Texte extrait:

Exposée pour la première fois en France, cette série de photos réalisée entre 2012 et 2014 par Dolph Kessler, photographe documentaire hollandais, nous raconte Lviv, une villle au nom difficilement prononçable, située tout à l’ouest de l’Ukraine, presque à la frontière polonaise. Portés par une histoire chaotique, 700 000 habitants y vivent dans un décor riche et élégant qui rappelle celui de Paris et de Vienne mais avec un passé aussi dramatique que celui de Berlin. La richesse de son histoire politique et culturelle fait d’elle une ville particulière où la population reprend ses droits après tous les bouleversements de l’après-guerre.
Fasciné par les vieux trams de l’ère soviétique, voués à être remplacés entre autres par les nouveaux petits bus jaunes – les marshrutka –, Dolph Kessler est allé à la rencontre de leurs passagers.
On pense à la célébrissime image que Robert Frank prit en 1955 à la Nouvelle-Orléans et qui figure en couverture de la réédition des Américains : les passagers d’un tramway, dont les silhouettes se détachent dans l’obscurité, fixent le photographe. Le véhicule est à l’arrêt et le double cadrage – celui de la photo et celui des montants des fenêtres du véhicule – transforme ces individus en protagonistes d’une histoire singulière, d’une mini-société régie par ses propres lois. Comme l’affiche d’un film ou le bréviaire d’introduction à un territoire étranger.
On est frappé par la même sensation mêlée d’intrusion et de fiction dans les images de Dolph Kessler. Les passagers des trams ou des bus de Lviv y sont changés en autant de groupes, de familles, de clans, dont les portraits défileraient sous nos yeux. La lumière blanche découpe des profils à la manière de la peinture flamande. Les postures, les visages altiers ou intrigués, la neige qui balaye le paysage au dehors, la multitude intimidante des regards fixés sur nous, tout cela précipite le spectateur dans un monde clos.

Lignes fournies:
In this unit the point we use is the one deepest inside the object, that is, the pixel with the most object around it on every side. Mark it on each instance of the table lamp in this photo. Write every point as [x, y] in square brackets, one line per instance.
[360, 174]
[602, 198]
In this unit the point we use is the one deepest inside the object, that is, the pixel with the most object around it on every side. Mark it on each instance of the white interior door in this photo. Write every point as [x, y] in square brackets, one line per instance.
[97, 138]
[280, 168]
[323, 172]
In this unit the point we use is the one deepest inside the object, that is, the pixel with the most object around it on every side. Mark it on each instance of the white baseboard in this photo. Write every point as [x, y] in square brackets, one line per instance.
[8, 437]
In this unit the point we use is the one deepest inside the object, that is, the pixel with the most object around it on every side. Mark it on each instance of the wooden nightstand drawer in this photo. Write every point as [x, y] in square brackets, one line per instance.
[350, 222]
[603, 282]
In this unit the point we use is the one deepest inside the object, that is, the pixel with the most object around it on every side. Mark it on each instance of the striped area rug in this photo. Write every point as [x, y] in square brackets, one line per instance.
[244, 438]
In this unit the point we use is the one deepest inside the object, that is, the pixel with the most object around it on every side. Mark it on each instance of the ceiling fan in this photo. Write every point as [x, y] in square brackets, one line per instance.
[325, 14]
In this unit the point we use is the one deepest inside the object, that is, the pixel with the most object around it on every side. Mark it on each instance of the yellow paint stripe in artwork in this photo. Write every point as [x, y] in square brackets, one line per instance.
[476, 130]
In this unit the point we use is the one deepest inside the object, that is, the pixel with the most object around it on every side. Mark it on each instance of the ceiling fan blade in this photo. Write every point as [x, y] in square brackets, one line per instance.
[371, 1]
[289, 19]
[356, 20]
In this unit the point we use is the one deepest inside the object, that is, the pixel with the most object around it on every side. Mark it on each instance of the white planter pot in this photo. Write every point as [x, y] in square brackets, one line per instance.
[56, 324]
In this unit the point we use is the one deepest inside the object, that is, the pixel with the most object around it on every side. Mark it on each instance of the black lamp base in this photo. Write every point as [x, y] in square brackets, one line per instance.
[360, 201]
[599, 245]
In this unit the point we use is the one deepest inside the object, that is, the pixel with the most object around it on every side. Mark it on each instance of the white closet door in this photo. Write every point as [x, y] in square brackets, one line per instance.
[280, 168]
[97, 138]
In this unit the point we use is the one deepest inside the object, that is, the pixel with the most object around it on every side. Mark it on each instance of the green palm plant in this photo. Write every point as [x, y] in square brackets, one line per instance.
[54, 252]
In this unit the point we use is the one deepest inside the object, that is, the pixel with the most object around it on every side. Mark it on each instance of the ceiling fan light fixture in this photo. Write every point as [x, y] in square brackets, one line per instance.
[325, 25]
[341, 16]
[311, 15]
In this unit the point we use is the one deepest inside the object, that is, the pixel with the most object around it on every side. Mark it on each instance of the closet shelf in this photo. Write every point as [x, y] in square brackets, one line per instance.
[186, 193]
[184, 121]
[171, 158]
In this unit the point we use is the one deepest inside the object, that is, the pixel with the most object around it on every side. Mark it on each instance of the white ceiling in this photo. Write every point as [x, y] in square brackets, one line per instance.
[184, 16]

Consignes:
Recopiez, s'il vous plaît, le passage du texte sur Lviv qui commence par « On pense à la » et va jusqu'à « un territoire étranger. ». Servez-vous uniquement du texte sur Lviv.

Réponse:
On pense à la célébrissime image que Robert Frank prit en 1955 à la Nouvelle-Orléans et qui figure en couverture de la réédition des Américains : les passagers d’un tramway, dont les silhouettes se détachent dans l’obscurité, fixent le photographe. Le véhicule est à l’arrêt et le double cadrage – celui de la photo et celui des montants des fenêtres du véhicule – transforme ces individus en protagonistes d’une histoire singulière, d’une mini-société régie par ses propres lois. Comme l’affiche d’un film ou le bréviaire d’introduction à un territoire étranger.